— BEGIN Task inputs —

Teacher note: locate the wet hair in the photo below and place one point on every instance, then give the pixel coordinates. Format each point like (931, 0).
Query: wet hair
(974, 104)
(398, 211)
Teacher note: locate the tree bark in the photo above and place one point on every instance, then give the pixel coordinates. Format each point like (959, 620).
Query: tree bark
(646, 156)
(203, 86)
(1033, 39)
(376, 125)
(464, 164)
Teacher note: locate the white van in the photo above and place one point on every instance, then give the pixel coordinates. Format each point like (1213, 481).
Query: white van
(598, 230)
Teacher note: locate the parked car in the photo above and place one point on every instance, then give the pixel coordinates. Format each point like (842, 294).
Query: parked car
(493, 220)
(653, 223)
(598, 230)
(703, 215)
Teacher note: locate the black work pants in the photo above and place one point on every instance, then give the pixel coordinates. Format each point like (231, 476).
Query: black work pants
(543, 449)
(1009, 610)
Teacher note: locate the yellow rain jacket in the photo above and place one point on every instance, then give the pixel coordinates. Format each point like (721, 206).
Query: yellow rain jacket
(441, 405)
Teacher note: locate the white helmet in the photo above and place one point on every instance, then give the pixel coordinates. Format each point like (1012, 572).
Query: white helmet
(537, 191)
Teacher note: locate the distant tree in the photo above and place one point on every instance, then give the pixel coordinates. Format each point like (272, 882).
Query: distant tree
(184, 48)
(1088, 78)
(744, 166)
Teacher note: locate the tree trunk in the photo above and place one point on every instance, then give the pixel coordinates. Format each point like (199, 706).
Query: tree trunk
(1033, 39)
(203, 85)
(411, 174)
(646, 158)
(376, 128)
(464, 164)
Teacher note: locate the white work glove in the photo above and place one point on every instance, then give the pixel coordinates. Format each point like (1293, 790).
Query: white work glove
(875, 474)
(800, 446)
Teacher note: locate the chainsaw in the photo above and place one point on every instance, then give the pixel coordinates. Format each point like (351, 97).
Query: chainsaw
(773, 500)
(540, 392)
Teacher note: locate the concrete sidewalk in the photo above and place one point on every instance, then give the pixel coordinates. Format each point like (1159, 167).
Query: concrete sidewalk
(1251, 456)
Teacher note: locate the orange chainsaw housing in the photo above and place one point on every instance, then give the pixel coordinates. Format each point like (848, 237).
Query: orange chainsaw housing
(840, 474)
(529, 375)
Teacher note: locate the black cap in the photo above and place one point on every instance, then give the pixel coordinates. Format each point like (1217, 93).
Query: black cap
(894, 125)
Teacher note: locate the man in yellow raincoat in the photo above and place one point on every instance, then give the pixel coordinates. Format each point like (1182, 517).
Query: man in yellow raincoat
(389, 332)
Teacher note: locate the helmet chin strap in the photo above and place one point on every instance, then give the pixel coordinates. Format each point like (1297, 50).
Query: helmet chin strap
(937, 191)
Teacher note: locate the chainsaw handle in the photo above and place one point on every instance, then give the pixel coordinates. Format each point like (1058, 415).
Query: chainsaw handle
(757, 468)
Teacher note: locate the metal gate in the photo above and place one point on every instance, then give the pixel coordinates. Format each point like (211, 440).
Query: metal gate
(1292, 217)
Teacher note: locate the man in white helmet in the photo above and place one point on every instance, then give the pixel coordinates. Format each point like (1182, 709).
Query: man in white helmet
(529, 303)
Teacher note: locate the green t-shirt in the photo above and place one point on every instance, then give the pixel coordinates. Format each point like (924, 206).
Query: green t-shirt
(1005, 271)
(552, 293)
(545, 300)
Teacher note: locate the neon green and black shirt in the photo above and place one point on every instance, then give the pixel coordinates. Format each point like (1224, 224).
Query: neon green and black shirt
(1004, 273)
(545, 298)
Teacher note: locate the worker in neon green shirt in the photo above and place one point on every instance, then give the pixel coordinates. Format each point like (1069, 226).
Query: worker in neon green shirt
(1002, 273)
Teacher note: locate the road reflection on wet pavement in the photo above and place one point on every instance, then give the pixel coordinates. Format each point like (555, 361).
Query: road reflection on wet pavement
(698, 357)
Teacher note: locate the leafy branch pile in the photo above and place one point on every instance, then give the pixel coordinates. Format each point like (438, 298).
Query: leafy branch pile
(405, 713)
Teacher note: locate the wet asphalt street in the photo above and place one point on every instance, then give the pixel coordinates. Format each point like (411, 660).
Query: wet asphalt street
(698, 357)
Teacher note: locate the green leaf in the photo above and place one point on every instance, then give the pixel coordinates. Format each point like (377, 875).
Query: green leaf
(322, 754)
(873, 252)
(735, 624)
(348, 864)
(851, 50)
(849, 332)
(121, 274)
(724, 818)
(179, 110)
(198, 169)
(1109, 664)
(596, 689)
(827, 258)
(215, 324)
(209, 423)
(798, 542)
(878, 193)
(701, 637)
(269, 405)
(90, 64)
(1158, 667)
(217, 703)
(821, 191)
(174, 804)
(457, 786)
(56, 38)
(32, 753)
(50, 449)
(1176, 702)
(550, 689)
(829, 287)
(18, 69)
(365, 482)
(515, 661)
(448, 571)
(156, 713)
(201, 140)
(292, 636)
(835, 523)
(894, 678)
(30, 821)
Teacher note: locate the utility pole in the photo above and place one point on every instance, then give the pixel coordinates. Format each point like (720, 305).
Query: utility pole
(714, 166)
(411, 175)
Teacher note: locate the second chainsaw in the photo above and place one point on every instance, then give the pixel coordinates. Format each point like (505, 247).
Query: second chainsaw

— END Task inputs —

[Challenge]
Go through the records above and set each one down exactly, please.

[Solved problem]
Teacher note: locate the wet hair in the photo below and place one point on every instance, then give the pixel coordinates. Format each point like (931, 0).
Query: wet hair
(974, 104)
(398, 211)
Teacher note: locate the tree bark in the photo above and place one point on every instance, then give the pixel coordinates. Format each point like (959, 620).
Query: tree bark
(646, 156)
(203, 86)
(1033, 39)
(376, 125)
(464, 164)
Teacher note: locate the white van in the photo above and place one point on every instance, then give the pixel coordinates. Format each point like (1213, 481).
Query: white van
(598, 230)
Teacher note: locate the parked car in the photo above and place one point on every instance, then give the pixel coordinates. Format each point like (842, 294).
Query: parked car
(493, 220)
(653, 223)
(598, 230)
(703, 215)
Teacher note: locate the black work pants in the photo above and place one point on every instance, then give the pixel coordinates. Format each point like (231, 476).
Query: black work pants
(543, 449)
(1009, 610)
Teacher note: locate the yellow rain jacket in the photo above and place one point on every instance, then give the pixel coordinates. Format each point like (721, 206).
Query: yellow rain jacket
(441, 405)
Teacher note: locate the white helmet in the photo above and place one point on every instance, then give the pixel coordinates. Format each point like (1012, 572).
Query: white helmet
(537, 191)
Teacher note: locate the distant tree in the photo above and place one point on every instance, then give the pixel coordinates. Format each point like (272, 882).
Query: distant tree
(184, 48)
(1088, 78)
(744, 166)
Teacher note: locate the tree trunk in the photo above and place one point on every instance, then give the pixel coordinates. Format each point like (199, 706).
Query: tree trunk
(1033, 39)
(203, 85)
(411, 174)
(646, 158)
(376, 128)
(464, 164)
Teacher note: locate the white work glove in the photo above and place one point on every instance, then give the pixel coordinates. Format each point like (1293, 790).
Query: white work glove
(875, 474)
(800, 446)
Teacher note: locate the chainsaw in the photo above and place one point on every instance, then give the pixel coordinates. Format each point like (351, 97).
Query: chainsaw
(773, 500)
(540, 392)
Teacher note: locate the concrete sidewalk in the photo above and place one point on every instance, then give the pixel coordinates. Format each point like (1159, 167).
Query: concrete sidewalk
(1251, 456)
Teacher note: locate the orange chainsaw housing in the photo above and place one point on every instance, then give the pixel coordinates. Format each point like (848, 237).
Query: orange chainsaw housing
(840, 474)
(529, 375)
Teacher note: locate the black cap in the photo above and place one point on every instance, then give the pixel coordinates. Format each point like (1217, 93).
Query: black cap
(894, 125)
Teacher note: locate the man in yellow raincoat in the photo above and place one point on every instance, then give the pixel coordinates. Format each point like (1182, 517).
Query: man in yellow raincoat
(389, 332)
Teacher note: locate the helmet chin strap in the photo above and place one point on every instance, then give the pixel coordinates. Format each point like (1297, 50).
Query: helmet chin strap
(937, 191)
Teacher note: locate the chainsaw handle in the photo above and place one point on every instance, then give the pixel coordinates. Format each point like (1058, 415).
Query: chainsaw handle
(757, 468)
Teacher note: locate the metal gate in the photo above and place one point on every instance, then give the pixel coordinates. Format each point like (211, 440).
Query: metal gate
(1292, 217)
Teacher note: locate the man in white helmet in the photo above and place one point on every instance, then give the pixel coordinates. Format each point like (1182, 709).
Query: man in white helmet
(529, 303)
Teacher note: locate the green t-shirt in the photo above and place one point on every instance, then give the pixel coordinates. Format each point like (924, 206).
Query: green t-shirt
(1005, 271)
(552, 293)
(545, 300)
Teacher note: locate the neon green and black shirt in the photo above and place one point on every instance, then give the pixel coordinates. Format each point like (1224, 224).
Query: neon green and black shirt
(1004, 273)
(545, 298)
Teacher note: locate the worker in neon green shirt in the photo above and place one point on every instance, then give the pixel coordinates. Format each point like (1069, 226).
Query: worker in neon green shirt
(1002, 273)
Teacher note: locate the road reflection on wet pavement in the photo above and place one point on every instance, then give the pixel coordinates. Format each point like (555, 361).
Query: road reflection on wet pavement
(698, 357)
Teacher note: locate the leafy branch pile in the photo above and place one point on every instance, then give the pixel coordinates. Format each point like (438, 298).
Query: leafy branch pile
(405, 713)
Teacher note: locate the wet asphalt street in the photo above and place one point on every instance, then give the pixel coordinates. Format each point like (411, 660).
Query: wet asphalt street
(698, 357)
Teacher note: locate the green leaf in the photo above and place one point on every instance, then give the pixel coordinates. Format each point like (377, 875).
Query: green leaf
(322, 754)
(873, 252)
(735, 624)
(348, 864)
(851, 50)
(849, 332)
(121, 274)
(724, 818)
(179, 110)
(198, 169)
(1109, 664)
(596, 689)
(827, 258)
(215, 324)
(209, 423)
(798, 542)
(878, 193)
(701, 637)
(269, 405)
(90, 64)
(1158, 667)
(217, 703)
(821, 191)
(174, 804)
(457, 786)
(56, 38)
(32, 753)
(50, 449)
(1176, 702)
(550, 689)
(829, 287)
(18, 69)
(365, 482)
(515, 661)
(448, 571)
(156, 713)
(201, 140)
(292, 636)
(835, 523)
(894, 678)
(30, 821)
Teacher note: locate the utility pole in the photo above and place one point on every instance, then give the pixel coordinates. Format each point like (720, 305).
Query: utility pole
(714, 166)
(411, 175)
Teacher note: locate the second chainsaw in the photo above and place one point on every instance, then give the pixel coordinates. Format each point like (505, 247).
Query: second chainsaw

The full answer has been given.